[Stored data]
-=-=-=-=-

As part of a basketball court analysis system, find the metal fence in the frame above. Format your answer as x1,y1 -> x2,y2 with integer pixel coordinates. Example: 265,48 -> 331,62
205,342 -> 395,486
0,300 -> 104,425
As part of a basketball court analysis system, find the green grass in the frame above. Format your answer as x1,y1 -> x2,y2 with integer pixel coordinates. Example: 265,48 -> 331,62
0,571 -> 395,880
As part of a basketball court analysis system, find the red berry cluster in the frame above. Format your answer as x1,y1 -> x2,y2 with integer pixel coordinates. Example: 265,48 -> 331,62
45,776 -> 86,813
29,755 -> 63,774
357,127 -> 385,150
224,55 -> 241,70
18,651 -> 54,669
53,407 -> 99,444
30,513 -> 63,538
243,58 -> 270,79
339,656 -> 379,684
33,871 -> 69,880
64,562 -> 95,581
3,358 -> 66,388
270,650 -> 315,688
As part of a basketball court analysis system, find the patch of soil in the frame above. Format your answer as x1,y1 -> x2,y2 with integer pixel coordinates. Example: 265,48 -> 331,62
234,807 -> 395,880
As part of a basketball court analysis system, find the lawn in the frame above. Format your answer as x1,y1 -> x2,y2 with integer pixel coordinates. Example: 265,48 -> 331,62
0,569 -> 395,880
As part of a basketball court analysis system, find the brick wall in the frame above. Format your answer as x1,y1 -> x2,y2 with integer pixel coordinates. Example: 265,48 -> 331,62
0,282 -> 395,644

-=-=-=-=-

- Prompt:
Copy every line of the stored data above word for word.

- Finished task:
As part of a basketball court analysis system, find the metal fence in the frame above. Format your answer as x1,y1 -> x2,y2 with integer pixel coordinates. Example: 265,48 -> 331,62
205,342 -> 395,486
0,300 -> 104,425
As part of a basketball court analysis system, find the green grass in the frame above. Format your answer as x1,y1 -> x2,y2 with integer pixel coordinates. Example: 265,48 -> 331,62
0,571 -> 395,880
As part of a basketball court analysis system, find the red berry cluster in the frame above. Format your answer as x1,y1 -> x2,y2 with integer pixel coordinates. Example: 265,48 -> 331,62
45,776 -> 86,813
29,755 -> 63,774
357,127 -> 385,150
224,55 -> 241,70
18,651 -> 54,669
53,407 -> 99,444
30,513 -> 63,538
243,58 -> 270,79
339,656 -> 379,684
33,871 -> 69,880
64,562 -> 95,581
3,358 -> 66,388
270,650 -> 315,688
As part of a basketball court analysis system, find the patch of soil in the frame above. Format your answer as x1,y1 -> x2,y2 with integer pixel coordinates. Example: 265,48 -> 331,62
234,807 -> 395,880
As part of a basketball court analysis system, find the lawn in the frame above. Format your answer as x1,y1 -> x2,y2 with integer pixel coordinates. Example: 265,48 -> 331,62
0,569 -> 395,880
As part of a basketball court analysis system, find the brick wall in the frame above. Format your answer as x1,y1 -> x2,y2 with integer pixel coordinates. Example: 265,48 -> 331,62
0,282 -> 395,644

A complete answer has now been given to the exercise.